* **What this exercise asks**
A) According to the review of the film Disgrace, where was the film shot?
B) Using the review of the film Disgrace, decide whether each statement agrees with it: (i) Malkovich's character is helped by a voiceover. (ii) The character lectures students on Byron. (iii) Steve Jacobs and Anna Maria Monticelli got the book rights late in the process.
C) Give a two-sentence summary of the review of the film Disgrace.

John Malkovich, Disgrace |
Director Steve Jacobs and writer-producer Anna Maria Monticelli acquired the book rights early on and the resulting film, shot on location in South Africa, is beautifully adapted and directed, restrained and subtle (after the same team’s vivacious La Spagnola) with Malkovich given the difficult task of bringing his masked character to cinematic life—without the help of a voiceover. From the opening scene I was worried about the casting. We always seemed to be approaching Malkovich from behind. As he peered out through vertical blinds in his bourgeois apartment or delivered lectures on Byron to zoned-out students, the camera was placed as if hiding from him, zooming in on the back of his head. All I could think about was Being John Malkovich, where the characters took the funpark ride of a lifetime into the portal of Malkovich’s brain. While Spike Jonze and Charlie Kaufman’s film remains a favourite, it has almost spoiled forever any power Malkovich had over me as an actor—that effete voice, the soft lisp, the limp walk. And here, Malkovich at first appears to be being-John-Malkovich-being-David-Lurie, but as we both warm up he inhabits Professor Lurie and almost makes him sympathetic—easier without the novel’s access to the inner-workings of Lurie’s bleak-mindedness (there’s a portal I wouldn’t want entry into).

Data pulled from a collection
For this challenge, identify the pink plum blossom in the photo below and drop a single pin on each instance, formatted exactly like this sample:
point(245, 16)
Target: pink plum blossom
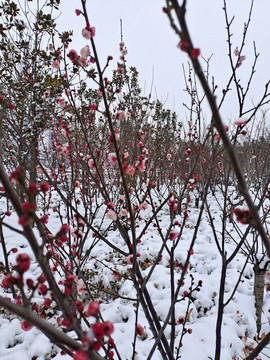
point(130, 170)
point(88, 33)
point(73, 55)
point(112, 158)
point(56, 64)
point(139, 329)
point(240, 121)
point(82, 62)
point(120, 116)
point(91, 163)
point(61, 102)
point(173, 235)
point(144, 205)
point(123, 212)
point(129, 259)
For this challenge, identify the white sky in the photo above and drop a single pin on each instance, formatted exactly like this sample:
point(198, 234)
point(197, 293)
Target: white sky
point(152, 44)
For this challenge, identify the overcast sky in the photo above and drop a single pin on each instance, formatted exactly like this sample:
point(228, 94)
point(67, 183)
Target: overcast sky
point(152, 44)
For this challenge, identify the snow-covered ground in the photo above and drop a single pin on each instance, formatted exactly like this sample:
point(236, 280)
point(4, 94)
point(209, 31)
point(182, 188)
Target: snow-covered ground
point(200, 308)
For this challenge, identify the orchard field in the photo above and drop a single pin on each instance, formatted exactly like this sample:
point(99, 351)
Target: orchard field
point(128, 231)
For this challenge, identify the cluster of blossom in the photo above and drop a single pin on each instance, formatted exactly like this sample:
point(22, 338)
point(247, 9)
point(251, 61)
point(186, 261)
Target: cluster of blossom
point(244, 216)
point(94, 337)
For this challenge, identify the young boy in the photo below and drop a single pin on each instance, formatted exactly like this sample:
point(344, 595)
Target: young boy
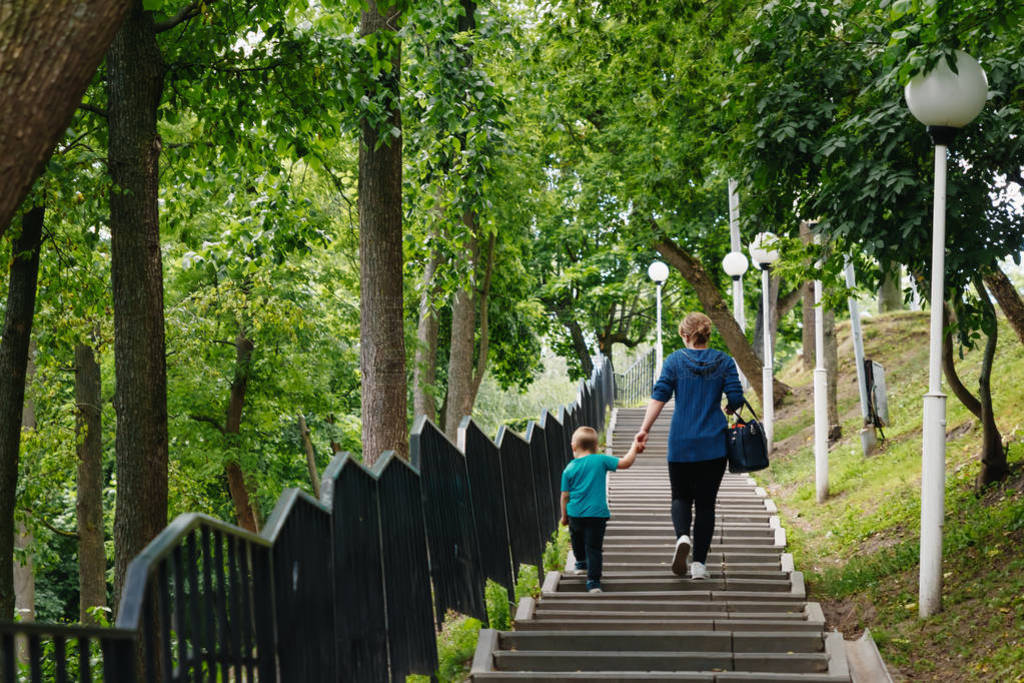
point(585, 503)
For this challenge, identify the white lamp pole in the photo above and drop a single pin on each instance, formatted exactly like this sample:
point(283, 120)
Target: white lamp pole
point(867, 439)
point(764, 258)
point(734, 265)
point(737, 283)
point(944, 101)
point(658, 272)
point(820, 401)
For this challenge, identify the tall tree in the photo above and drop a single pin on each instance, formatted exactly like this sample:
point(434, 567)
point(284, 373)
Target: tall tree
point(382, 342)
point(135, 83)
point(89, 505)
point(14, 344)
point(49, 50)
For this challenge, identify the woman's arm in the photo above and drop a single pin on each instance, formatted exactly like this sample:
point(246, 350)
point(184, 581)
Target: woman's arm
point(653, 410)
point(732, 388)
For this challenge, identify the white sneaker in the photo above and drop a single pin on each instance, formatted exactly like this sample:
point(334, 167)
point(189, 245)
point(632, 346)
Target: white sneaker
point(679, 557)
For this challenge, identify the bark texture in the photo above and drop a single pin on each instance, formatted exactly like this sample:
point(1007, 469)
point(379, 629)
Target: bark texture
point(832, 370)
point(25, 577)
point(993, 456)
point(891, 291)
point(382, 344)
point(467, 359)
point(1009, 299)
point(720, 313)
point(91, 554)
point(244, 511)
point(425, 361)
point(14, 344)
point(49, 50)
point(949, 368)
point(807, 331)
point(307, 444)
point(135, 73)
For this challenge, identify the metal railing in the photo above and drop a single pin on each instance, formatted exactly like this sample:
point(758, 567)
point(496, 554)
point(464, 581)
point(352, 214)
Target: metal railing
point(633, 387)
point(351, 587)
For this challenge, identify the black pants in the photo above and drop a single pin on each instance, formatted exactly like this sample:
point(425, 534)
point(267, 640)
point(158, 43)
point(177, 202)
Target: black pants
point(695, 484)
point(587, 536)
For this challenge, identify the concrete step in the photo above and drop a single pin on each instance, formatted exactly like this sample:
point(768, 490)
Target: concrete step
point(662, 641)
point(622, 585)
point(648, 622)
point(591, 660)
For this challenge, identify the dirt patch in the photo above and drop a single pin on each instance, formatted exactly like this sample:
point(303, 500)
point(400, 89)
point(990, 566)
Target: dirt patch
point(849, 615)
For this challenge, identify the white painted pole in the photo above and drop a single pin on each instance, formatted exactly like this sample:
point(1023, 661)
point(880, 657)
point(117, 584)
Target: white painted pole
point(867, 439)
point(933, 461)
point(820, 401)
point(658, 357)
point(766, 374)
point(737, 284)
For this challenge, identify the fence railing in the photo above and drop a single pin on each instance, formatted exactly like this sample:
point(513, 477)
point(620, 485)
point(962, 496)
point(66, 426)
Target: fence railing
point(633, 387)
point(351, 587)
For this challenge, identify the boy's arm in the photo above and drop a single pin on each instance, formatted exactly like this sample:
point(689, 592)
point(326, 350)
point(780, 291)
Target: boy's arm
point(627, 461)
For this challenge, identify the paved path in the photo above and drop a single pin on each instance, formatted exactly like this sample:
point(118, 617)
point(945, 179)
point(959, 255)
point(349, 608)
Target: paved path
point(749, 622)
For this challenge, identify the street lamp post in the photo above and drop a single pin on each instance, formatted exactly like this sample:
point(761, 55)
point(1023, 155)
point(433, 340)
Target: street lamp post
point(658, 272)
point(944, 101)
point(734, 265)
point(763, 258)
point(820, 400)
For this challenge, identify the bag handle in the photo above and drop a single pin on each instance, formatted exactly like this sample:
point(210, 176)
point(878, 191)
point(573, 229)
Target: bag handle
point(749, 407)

* **Task answers**
A) It was shot on location in South Africa.

B)
(i) No: "without the help of a voiceover."
(ii) Yes: "delivered lectures on Byron to zoned-out students."
(iii) No: "acquired the book rights early on."

C) Steve Jacobs and Anna Maria Monticelli's film of Disgrace, shot in South Africa, is restrained and subtle, and Malkovich must bring his masked character to life without a voiceover. The reviewer at first worried about the casting because Being John Malkovich had spoiled Malkovich's power as an actor, but as the film goes on he inhabits Professor Lurie and almost makes him sympathetic.